(What needs to be done):
List every line in the records below that contains the word "white".

Records
-- -- --
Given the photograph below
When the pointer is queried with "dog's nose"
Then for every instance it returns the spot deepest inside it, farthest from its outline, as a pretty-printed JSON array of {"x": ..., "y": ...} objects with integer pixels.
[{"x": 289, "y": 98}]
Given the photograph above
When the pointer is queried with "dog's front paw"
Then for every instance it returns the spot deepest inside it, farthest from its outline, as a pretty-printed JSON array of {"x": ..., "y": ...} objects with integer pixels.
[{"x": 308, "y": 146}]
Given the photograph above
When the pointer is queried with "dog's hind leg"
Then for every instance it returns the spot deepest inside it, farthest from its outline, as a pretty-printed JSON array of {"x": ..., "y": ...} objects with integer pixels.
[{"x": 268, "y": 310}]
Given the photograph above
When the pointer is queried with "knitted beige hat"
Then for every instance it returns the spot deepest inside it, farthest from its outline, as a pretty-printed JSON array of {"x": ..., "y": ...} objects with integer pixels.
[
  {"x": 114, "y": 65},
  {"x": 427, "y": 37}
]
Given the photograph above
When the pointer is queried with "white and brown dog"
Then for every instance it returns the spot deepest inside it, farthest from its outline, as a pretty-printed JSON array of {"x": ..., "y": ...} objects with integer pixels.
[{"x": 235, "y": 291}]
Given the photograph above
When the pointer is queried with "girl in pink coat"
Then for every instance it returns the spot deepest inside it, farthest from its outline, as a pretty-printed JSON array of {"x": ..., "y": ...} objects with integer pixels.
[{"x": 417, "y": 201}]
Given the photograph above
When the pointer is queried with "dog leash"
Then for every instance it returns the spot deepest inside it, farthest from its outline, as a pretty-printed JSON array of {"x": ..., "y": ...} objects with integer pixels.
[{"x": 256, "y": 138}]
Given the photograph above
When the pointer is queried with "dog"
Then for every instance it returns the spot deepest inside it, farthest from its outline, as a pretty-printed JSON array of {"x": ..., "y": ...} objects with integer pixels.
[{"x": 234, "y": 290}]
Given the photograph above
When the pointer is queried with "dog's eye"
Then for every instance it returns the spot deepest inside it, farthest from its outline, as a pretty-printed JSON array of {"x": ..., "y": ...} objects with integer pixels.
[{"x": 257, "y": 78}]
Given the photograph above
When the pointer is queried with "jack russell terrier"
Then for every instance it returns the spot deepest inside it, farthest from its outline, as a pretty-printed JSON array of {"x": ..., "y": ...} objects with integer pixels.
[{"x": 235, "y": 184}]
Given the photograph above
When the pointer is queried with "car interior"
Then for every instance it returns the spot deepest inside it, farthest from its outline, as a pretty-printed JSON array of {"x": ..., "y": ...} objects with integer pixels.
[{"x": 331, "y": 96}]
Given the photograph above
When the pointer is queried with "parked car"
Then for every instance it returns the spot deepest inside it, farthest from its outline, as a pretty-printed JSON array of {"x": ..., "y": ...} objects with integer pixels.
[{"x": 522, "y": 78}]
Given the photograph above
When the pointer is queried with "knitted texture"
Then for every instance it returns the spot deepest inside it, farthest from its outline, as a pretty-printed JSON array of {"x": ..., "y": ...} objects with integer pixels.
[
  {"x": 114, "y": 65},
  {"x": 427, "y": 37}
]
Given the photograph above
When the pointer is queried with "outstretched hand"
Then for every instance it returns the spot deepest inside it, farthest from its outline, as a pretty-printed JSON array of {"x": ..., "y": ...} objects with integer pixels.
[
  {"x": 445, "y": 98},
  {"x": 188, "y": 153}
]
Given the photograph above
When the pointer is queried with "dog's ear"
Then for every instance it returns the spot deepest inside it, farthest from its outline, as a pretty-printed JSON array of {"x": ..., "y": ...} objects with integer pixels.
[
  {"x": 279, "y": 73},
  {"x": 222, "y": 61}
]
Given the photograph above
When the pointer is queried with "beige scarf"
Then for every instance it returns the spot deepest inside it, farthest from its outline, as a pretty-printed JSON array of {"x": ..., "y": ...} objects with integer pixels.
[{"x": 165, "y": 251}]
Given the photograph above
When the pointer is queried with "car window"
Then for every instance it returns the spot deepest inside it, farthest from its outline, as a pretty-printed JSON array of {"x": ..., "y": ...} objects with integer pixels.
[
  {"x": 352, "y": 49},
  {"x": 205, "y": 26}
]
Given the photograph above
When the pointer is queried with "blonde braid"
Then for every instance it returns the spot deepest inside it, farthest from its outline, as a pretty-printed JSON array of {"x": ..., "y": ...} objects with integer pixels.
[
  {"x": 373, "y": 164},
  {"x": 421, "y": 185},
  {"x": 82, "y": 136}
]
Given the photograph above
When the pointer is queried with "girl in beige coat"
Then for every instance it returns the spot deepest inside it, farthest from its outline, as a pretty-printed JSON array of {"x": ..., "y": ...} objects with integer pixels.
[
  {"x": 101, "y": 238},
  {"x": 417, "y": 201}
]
-- -- --
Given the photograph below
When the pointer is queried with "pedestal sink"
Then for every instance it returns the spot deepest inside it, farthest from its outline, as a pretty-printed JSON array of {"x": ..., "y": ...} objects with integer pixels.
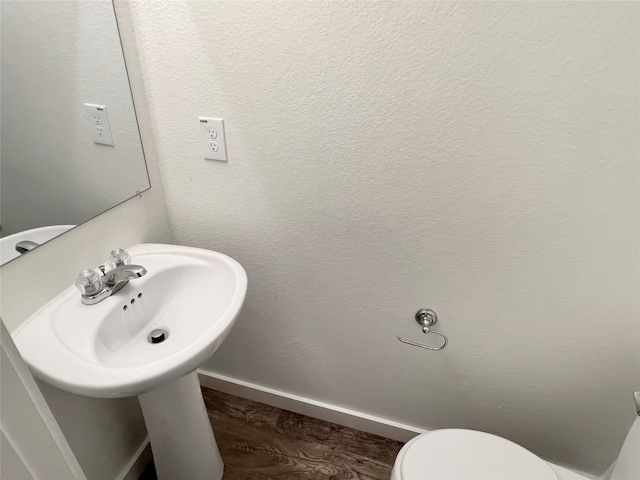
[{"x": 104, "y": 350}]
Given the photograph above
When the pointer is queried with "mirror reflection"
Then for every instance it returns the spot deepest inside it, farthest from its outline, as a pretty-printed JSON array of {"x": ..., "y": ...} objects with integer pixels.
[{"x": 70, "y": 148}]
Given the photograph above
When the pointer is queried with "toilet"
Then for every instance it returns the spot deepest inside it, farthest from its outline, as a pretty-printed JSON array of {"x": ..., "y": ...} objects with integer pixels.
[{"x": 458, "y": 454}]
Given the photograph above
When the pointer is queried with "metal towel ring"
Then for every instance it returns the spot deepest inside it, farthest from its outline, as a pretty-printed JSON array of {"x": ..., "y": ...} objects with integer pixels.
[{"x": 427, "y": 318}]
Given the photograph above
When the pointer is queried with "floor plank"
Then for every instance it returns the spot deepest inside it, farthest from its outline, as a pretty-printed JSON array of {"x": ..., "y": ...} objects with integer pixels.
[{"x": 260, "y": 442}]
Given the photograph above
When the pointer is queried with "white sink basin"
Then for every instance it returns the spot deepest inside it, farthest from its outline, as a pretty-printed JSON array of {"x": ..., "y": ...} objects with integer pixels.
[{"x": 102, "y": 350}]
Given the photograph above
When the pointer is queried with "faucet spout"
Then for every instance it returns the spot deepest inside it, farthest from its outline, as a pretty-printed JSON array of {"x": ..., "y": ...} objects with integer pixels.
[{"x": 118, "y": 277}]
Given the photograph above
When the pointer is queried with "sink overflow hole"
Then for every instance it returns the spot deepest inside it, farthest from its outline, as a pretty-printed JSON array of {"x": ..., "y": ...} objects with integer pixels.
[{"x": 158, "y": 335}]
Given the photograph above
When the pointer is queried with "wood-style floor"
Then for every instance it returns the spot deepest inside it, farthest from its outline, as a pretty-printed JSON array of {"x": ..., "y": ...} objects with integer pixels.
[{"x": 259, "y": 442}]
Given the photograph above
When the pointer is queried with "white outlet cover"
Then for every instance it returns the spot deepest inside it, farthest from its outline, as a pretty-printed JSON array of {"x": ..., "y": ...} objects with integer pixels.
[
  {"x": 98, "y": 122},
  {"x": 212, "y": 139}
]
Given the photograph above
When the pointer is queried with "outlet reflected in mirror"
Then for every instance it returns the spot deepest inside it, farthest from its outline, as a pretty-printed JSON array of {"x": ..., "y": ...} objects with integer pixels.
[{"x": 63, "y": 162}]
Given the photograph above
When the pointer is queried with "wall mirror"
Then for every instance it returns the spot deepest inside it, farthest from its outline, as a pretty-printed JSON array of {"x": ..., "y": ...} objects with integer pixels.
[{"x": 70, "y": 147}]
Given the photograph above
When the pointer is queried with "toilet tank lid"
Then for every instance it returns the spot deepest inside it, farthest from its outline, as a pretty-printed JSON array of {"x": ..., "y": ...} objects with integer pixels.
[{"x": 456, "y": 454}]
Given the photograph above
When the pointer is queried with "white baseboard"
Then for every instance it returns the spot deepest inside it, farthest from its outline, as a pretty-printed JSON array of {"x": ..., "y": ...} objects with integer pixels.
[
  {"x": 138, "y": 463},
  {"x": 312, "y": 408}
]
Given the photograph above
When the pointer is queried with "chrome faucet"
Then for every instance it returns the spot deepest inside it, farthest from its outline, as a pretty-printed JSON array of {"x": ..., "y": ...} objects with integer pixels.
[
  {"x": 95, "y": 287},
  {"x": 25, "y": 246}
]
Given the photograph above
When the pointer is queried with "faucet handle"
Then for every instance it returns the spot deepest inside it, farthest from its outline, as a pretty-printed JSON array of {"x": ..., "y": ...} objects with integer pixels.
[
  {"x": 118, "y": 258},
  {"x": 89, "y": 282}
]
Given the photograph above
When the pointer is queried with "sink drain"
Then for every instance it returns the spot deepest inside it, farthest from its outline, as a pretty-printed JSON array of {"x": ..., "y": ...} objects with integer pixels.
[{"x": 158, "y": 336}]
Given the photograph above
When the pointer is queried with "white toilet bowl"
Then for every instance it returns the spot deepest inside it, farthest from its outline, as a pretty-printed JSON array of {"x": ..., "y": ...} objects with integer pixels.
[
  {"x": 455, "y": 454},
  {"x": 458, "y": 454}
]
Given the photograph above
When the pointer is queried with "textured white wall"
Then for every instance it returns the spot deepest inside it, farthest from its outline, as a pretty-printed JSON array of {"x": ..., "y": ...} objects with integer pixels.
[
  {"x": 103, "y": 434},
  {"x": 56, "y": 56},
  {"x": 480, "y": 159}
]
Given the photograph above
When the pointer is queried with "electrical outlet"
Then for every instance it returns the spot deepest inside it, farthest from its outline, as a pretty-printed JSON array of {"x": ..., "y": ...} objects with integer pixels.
-- -- --
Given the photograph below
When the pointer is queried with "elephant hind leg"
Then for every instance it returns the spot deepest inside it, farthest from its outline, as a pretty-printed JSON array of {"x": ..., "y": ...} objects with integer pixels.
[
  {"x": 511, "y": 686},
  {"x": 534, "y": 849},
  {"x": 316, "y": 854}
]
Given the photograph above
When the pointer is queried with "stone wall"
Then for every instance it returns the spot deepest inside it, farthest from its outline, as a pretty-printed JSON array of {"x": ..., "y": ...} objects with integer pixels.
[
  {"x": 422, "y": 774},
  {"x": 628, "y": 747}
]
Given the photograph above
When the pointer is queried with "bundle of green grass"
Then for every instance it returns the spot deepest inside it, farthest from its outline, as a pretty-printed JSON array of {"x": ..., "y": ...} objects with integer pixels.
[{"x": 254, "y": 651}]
-- -- --
(Answer to this task):
When the pointer is queried with "white and brown dog"
When the pointer is queried with "white sink basin"
When the pointer is queried with "white outlet cover"
When the pointer is queried with "white baseboard"
When the pointer is queried with "white toilet bowl"
When the pointer is queried with "textured white wall"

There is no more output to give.